Activity = Exactly the lines from the beginning of the listing below through the line that contains "the yellow t-shirt." should be transcribed, and pictures must stay out.

'''

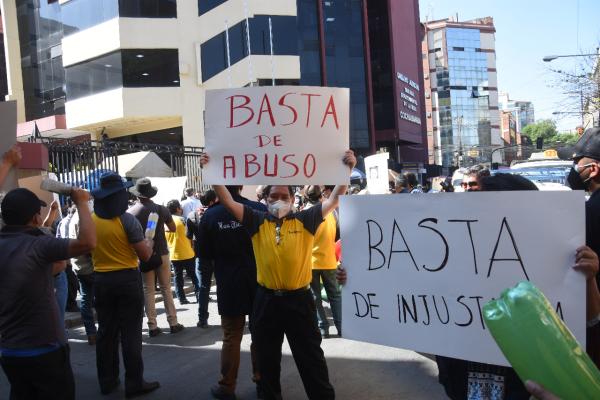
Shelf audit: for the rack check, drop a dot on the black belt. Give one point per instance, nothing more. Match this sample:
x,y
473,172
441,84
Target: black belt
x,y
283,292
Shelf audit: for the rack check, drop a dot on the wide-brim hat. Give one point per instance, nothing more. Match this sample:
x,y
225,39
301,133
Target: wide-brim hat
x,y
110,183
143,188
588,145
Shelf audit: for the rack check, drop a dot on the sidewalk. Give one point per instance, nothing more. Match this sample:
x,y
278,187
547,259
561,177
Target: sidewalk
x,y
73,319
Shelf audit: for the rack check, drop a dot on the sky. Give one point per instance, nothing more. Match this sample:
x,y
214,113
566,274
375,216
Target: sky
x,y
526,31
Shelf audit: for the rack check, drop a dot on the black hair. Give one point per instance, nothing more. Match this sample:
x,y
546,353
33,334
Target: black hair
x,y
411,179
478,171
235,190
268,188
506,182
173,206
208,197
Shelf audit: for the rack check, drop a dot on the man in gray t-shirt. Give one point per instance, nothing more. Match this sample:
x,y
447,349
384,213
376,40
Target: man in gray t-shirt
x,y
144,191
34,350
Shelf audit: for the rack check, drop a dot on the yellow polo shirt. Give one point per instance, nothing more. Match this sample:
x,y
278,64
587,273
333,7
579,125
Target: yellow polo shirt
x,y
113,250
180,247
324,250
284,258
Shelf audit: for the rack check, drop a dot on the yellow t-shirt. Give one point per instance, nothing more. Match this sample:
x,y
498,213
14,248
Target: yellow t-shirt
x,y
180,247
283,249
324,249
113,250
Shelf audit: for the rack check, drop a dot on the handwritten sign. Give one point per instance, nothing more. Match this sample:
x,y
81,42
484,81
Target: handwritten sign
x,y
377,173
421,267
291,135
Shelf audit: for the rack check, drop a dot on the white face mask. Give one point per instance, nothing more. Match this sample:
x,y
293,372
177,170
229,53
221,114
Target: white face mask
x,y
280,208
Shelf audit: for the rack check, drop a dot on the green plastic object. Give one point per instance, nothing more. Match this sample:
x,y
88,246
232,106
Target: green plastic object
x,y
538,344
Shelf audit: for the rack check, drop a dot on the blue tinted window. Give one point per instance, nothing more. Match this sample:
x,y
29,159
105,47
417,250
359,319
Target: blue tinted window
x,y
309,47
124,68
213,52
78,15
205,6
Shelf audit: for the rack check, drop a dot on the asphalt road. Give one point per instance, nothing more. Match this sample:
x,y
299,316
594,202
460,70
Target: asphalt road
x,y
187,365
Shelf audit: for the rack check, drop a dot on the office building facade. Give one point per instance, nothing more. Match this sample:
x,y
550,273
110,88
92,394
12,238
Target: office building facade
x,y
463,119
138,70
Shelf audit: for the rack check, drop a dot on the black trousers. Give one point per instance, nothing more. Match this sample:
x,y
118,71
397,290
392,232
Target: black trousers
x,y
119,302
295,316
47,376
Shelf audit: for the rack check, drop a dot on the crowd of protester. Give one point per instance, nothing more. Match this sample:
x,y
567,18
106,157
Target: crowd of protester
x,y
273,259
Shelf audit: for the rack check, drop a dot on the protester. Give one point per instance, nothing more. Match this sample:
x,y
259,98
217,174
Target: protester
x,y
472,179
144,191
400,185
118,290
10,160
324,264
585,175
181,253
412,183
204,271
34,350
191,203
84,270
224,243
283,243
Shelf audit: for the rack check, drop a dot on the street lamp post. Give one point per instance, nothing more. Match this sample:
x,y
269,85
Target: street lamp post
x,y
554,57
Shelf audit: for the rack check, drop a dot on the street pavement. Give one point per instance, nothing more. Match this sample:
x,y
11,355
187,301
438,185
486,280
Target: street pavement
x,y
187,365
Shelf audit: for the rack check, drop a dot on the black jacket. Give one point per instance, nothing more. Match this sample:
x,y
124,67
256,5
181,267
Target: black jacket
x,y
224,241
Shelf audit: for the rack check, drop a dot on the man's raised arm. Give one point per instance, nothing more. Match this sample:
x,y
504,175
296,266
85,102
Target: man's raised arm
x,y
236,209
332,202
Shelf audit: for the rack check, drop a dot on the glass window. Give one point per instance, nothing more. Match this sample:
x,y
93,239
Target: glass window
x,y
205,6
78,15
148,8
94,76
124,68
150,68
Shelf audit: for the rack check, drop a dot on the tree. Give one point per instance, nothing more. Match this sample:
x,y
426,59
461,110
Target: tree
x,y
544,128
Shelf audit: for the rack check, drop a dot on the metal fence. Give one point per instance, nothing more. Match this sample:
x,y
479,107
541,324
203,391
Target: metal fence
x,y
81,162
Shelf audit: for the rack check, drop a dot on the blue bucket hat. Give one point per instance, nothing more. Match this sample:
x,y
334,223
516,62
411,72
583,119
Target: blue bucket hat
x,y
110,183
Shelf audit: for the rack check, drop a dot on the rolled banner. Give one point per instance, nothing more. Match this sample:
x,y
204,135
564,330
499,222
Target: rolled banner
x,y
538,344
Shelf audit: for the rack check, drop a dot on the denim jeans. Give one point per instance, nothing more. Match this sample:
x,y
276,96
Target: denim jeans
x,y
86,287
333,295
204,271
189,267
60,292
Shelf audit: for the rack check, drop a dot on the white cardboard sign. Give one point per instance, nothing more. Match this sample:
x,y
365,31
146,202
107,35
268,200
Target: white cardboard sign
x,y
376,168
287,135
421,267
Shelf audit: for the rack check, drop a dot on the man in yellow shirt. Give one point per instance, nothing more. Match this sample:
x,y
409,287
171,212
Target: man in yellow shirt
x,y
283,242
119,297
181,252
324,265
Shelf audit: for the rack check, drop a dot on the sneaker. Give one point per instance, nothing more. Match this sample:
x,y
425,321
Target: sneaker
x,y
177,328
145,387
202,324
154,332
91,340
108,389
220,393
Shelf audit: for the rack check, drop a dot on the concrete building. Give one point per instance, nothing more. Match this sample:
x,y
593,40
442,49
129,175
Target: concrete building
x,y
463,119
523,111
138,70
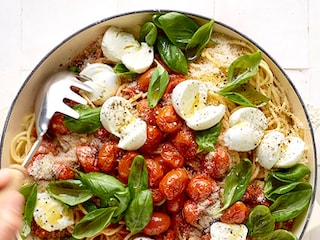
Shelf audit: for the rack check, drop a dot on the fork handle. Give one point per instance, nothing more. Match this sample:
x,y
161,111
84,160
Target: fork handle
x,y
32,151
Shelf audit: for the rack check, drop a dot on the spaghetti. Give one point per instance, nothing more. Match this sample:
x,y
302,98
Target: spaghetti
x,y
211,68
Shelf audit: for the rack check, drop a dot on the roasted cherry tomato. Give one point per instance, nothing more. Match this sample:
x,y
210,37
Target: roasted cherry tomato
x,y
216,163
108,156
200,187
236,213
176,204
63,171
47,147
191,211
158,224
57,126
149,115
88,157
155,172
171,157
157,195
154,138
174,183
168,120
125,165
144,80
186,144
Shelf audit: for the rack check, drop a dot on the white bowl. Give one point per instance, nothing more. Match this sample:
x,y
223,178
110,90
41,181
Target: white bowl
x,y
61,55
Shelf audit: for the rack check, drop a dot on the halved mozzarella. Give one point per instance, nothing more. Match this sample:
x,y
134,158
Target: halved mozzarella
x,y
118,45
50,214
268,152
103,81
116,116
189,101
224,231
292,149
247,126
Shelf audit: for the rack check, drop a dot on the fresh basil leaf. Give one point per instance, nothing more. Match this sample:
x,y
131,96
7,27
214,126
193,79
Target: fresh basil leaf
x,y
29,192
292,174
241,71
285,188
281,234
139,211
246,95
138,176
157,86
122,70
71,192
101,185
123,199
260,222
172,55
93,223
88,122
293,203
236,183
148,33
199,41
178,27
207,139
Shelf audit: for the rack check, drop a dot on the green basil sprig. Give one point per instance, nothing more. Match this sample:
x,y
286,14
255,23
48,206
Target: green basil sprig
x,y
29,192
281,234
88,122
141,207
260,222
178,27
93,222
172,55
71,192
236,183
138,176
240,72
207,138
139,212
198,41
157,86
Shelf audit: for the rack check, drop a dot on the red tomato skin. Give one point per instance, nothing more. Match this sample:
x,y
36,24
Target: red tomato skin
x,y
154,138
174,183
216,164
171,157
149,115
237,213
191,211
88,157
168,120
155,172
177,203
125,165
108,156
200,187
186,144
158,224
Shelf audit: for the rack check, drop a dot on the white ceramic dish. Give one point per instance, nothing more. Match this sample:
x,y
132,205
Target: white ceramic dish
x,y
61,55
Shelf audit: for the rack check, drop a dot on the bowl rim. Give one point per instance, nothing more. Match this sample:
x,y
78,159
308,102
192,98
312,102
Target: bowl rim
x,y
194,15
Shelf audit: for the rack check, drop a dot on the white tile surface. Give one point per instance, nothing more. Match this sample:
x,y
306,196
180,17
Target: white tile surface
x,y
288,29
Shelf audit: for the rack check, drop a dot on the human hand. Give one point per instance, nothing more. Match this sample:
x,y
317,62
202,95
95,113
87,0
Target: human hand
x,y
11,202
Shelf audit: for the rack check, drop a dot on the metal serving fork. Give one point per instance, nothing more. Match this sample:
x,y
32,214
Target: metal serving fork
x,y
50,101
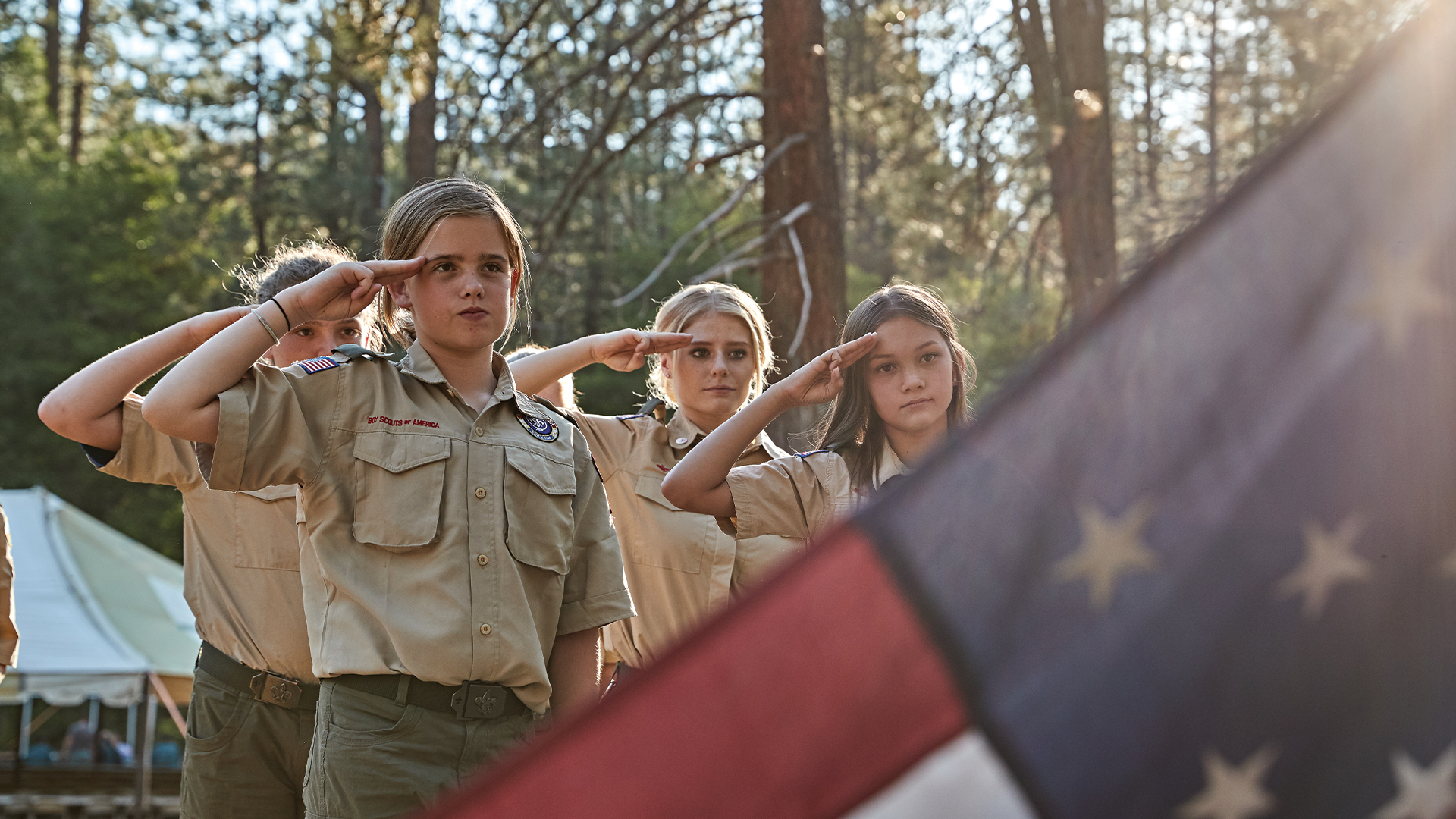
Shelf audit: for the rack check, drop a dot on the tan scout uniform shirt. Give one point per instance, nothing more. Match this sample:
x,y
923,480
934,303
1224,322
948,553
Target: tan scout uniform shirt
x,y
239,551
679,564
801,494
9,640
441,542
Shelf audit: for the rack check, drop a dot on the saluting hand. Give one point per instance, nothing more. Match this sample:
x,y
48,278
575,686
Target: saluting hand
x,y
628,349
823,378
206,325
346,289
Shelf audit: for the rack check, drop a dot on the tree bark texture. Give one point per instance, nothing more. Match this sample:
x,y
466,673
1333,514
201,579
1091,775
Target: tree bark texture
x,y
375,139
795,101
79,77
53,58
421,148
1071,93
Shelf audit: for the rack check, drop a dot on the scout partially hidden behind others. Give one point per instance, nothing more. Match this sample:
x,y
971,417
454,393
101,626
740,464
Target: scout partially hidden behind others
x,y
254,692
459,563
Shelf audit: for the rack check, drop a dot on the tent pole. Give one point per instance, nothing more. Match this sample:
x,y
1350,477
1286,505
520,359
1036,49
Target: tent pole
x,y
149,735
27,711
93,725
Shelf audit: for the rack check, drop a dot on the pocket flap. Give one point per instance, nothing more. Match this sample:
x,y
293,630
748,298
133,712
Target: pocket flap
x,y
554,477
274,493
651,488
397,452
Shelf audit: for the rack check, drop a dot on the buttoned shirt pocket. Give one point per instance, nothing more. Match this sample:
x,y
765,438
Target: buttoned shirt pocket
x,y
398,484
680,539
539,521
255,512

'''

Solution to the exercise =
Shelf audit: for the rack check, drop a dot on the black belt. Give one point per instance, nothing more. Match this sample:
x,y
473,172
441,84
Target: black belt
x,y
283,292
Shelf audit: for the rack check, drop a dot on the wide-brim hat. Give one point per instance, nothing more. Match this sample:
x,y
225,39
301,133
Target: wide-brim hat
x,y
110,183
143,188
588,145
Shelf audit: for the rack check, drop a dot on the sidewalk. Give one point per instance, nothing more. Match this sample:
x,y
278,187
547,259
561,177
Target: sidewalk
x,y
73,319
Shelf audit: for the rack check, drop a dot on the sky. Give one point per instance, nothing more. Match this sample:
x,y
214,113
566,274
375,216
Target: sky
x,y
526,31
Shelf audit: for the rack check, drop a dot on the black hair. Give one point per instance, nothing more. Match this sample:
x,y
546,353
33,334
Target: black hair
x,y
411,179
478,171
235,190
268,188
506,182
173,206
208,197
Shelf audit: for the rack check, drop a dot on the man in gray t-shirt. Give one point per instance, nothing more. Match this sample:
x,y
447,349
384,213
376,40
Target: man in gray t-shirt
x,y
144,191
34,350
Shelf audit: for the rack check, drop a dot on the yellow polo shirt. Give one point per instance, nothing more. Match this sample:
x,y
278,64
587,273
333,7
579,125
Target: yellow polo shirt
x,y
113,250
180,247
324,250
284,258
Shelf audit: for the rack check, drop a dot on the yellow t-shirt. Give one point per instance, nothing more. Match this sample:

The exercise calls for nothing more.